--- Begin EXCERPTED DATA ---

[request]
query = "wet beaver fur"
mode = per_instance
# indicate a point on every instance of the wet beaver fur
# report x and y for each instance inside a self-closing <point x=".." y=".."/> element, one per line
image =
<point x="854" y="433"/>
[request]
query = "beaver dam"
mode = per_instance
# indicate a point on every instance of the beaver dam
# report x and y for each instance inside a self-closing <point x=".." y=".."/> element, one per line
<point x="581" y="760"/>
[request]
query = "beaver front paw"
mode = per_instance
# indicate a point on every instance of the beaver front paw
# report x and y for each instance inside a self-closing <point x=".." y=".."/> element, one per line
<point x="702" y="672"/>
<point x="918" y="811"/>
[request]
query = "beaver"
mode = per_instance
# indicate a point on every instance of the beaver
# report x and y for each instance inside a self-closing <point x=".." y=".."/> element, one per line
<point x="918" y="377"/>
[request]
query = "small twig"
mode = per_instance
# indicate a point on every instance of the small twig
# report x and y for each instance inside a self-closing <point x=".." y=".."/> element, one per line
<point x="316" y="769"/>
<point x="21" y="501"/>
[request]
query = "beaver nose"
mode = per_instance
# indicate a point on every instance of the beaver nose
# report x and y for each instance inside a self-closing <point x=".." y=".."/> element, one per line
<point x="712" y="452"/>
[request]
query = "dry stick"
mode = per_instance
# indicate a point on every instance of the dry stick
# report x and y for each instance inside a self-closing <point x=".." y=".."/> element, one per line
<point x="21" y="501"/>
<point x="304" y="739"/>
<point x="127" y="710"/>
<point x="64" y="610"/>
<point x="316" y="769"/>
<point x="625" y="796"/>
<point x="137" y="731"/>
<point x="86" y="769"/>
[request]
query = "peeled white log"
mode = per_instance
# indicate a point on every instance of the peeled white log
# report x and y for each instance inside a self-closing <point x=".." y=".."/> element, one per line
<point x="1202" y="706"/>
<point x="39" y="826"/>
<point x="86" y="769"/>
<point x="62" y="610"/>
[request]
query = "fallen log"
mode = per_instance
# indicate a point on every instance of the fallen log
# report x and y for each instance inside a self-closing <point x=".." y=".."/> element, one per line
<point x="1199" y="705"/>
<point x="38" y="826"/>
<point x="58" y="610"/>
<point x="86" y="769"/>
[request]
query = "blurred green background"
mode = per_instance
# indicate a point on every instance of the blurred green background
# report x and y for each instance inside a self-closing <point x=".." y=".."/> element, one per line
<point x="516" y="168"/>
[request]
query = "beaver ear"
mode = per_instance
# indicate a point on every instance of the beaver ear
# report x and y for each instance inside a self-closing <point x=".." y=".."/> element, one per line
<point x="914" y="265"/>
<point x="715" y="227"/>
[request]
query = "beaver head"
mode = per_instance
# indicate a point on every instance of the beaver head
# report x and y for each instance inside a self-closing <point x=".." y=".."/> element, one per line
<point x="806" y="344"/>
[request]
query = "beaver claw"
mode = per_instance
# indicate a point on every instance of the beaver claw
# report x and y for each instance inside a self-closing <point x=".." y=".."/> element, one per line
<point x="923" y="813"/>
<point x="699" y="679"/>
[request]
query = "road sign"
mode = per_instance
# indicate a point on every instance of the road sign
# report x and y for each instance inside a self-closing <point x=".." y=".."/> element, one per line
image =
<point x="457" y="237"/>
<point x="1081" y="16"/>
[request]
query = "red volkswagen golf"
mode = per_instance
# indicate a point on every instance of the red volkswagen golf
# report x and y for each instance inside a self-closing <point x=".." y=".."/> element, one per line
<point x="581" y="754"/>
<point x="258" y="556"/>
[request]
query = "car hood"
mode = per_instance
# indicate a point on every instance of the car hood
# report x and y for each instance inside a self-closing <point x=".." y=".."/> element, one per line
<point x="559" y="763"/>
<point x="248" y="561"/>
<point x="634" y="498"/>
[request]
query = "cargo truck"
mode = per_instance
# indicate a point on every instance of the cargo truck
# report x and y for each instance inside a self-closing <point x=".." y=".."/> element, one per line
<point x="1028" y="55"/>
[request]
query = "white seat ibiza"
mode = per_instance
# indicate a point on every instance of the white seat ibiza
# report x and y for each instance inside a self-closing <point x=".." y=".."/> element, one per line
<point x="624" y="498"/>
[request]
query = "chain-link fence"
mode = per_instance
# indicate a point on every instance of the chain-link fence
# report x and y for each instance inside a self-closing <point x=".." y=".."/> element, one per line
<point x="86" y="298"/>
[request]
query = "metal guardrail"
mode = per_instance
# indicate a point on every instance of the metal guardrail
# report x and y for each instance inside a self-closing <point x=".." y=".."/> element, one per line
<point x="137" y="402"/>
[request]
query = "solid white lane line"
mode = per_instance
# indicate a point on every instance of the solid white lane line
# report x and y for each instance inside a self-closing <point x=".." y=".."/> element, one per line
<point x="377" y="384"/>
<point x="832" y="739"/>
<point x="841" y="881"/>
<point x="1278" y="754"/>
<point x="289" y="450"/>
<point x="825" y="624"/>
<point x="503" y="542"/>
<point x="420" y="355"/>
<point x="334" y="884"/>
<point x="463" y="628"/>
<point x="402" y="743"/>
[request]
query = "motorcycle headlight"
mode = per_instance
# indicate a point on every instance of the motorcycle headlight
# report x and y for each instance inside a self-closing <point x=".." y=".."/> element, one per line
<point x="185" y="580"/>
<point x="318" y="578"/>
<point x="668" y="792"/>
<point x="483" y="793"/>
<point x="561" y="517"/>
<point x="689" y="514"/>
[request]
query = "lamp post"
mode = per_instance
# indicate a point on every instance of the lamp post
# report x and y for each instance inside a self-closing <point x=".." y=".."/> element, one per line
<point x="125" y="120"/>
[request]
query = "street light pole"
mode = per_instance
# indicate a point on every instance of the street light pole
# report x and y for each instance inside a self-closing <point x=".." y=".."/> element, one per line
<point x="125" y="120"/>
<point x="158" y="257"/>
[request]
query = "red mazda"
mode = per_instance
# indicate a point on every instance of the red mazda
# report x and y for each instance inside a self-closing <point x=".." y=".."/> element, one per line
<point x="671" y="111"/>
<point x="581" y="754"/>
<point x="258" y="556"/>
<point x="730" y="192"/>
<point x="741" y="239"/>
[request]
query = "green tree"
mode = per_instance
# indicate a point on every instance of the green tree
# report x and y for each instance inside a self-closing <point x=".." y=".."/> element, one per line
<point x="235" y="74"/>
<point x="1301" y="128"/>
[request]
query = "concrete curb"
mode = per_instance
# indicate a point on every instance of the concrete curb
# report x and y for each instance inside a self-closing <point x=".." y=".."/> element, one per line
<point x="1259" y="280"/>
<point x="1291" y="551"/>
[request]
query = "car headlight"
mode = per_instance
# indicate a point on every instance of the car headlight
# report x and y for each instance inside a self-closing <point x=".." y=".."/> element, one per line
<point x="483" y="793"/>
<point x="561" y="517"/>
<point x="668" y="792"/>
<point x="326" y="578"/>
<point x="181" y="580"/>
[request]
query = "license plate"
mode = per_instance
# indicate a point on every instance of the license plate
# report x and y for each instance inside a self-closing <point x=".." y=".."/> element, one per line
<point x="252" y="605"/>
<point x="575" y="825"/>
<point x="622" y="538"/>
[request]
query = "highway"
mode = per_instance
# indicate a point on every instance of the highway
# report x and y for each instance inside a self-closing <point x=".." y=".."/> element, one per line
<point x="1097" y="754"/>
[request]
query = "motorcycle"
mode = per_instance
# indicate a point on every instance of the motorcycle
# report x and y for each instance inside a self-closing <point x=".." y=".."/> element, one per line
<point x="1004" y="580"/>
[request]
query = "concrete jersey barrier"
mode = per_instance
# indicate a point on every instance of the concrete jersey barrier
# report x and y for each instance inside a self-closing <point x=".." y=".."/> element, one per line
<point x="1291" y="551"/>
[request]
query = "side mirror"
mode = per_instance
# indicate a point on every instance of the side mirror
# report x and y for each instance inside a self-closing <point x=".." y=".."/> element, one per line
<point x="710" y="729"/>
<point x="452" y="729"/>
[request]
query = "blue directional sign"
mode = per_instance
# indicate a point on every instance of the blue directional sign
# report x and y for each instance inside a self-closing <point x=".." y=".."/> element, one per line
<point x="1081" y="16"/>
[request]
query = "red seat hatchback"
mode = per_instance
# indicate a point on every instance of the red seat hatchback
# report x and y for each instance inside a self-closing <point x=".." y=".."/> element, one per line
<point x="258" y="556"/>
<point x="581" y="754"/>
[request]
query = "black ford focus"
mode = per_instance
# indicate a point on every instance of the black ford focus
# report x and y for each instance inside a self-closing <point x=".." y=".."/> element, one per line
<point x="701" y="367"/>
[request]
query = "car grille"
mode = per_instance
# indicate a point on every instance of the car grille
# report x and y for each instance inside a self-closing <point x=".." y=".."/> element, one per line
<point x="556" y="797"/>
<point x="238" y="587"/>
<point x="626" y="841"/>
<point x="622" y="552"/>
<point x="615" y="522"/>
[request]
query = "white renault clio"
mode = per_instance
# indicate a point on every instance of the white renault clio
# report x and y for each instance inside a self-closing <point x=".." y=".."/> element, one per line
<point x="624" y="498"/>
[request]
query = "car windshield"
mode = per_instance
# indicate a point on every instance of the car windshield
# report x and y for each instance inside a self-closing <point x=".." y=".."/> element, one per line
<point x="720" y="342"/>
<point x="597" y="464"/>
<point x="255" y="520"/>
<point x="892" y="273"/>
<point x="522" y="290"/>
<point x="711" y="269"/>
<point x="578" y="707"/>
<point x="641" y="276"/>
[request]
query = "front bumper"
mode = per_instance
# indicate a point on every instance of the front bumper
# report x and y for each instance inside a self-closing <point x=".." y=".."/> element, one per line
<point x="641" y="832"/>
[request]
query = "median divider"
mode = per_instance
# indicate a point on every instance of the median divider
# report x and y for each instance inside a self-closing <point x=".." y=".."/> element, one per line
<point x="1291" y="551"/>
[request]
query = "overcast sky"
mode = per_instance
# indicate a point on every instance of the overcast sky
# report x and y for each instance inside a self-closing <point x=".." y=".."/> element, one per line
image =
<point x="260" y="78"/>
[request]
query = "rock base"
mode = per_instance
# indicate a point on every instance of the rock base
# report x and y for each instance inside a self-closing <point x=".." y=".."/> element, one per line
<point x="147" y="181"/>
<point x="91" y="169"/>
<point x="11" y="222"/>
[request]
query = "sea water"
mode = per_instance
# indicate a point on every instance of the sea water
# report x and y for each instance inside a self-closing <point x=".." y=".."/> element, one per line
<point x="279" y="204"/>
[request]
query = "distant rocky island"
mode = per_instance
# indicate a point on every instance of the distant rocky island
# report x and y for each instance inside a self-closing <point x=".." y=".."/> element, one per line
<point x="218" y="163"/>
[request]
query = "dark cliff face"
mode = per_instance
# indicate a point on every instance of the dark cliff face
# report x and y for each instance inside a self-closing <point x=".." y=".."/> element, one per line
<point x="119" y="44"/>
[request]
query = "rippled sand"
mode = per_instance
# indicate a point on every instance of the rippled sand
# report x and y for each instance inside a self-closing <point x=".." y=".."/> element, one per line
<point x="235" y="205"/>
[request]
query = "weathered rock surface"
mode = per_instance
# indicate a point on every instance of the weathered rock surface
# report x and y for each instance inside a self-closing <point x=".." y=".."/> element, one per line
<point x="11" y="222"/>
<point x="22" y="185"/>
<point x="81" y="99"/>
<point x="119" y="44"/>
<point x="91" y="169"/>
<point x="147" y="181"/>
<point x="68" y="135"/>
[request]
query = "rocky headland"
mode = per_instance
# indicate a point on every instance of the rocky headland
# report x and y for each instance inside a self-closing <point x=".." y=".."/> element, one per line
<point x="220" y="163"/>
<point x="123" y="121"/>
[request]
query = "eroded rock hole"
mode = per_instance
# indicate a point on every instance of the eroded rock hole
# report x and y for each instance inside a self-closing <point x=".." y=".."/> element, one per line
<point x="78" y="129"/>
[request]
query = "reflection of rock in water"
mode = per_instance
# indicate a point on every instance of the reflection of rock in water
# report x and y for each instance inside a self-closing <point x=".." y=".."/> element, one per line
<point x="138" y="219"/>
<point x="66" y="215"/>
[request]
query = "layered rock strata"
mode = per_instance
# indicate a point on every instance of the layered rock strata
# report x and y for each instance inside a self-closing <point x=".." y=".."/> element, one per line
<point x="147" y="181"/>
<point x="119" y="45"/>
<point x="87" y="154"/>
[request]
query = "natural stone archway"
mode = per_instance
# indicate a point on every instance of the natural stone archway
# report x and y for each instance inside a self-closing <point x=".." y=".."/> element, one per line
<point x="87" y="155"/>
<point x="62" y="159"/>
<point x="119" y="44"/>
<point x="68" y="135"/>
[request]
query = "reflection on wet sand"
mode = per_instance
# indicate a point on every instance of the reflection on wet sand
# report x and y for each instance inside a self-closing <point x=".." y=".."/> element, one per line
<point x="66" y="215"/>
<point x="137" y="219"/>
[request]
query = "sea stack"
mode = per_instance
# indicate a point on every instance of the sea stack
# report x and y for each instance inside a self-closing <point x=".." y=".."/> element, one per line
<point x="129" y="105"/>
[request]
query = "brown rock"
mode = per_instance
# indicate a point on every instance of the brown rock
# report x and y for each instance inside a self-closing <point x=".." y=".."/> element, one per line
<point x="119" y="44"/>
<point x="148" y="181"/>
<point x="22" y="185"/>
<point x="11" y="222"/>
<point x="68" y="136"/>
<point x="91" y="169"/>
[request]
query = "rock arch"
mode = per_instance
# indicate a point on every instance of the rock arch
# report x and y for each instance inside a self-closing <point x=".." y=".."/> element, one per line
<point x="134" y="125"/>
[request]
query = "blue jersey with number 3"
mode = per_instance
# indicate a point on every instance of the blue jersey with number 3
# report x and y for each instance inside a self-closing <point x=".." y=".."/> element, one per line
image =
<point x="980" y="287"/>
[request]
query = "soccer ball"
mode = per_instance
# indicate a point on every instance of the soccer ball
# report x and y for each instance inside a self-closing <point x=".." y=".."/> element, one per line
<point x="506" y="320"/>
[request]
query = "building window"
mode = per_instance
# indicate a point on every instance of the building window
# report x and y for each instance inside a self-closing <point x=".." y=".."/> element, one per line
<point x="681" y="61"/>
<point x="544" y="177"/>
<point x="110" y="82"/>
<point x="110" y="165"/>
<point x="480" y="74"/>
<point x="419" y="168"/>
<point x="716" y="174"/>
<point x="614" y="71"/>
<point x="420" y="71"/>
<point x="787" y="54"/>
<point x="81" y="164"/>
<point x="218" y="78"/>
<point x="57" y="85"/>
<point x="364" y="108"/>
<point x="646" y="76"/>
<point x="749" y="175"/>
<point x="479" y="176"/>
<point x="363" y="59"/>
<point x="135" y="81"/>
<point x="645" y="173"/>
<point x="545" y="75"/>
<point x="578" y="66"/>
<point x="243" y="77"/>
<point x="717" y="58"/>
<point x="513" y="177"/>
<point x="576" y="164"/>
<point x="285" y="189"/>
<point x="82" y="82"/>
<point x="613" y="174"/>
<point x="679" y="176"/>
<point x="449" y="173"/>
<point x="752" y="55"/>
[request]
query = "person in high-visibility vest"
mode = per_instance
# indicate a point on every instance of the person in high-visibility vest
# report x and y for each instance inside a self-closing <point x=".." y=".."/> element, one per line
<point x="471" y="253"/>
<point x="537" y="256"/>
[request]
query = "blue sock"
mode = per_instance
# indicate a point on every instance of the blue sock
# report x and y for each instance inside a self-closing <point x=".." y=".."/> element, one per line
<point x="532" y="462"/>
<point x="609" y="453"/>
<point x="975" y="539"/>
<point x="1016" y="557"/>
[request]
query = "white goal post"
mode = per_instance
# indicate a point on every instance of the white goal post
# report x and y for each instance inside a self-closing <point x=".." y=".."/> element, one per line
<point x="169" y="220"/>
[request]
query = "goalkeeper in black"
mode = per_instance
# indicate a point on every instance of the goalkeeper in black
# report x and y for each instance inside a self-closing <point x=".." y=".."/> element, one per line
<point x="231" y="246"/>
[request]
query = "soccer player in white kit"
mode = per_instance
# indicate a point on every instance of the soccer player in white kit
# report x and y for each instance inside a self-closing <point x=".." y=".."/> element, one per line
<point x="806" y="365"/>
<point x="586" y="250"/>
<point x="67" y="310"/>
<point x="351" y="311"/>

--- End EXCERPTED DATA ---

> **TASK TO COMPLETE**
Pick out each line of the listing above that contains the string "mirror" and copy those lines.

> **EXERCISE SOLUTION**
query = "side mirror"
# indicate a point on every instance of the side mirror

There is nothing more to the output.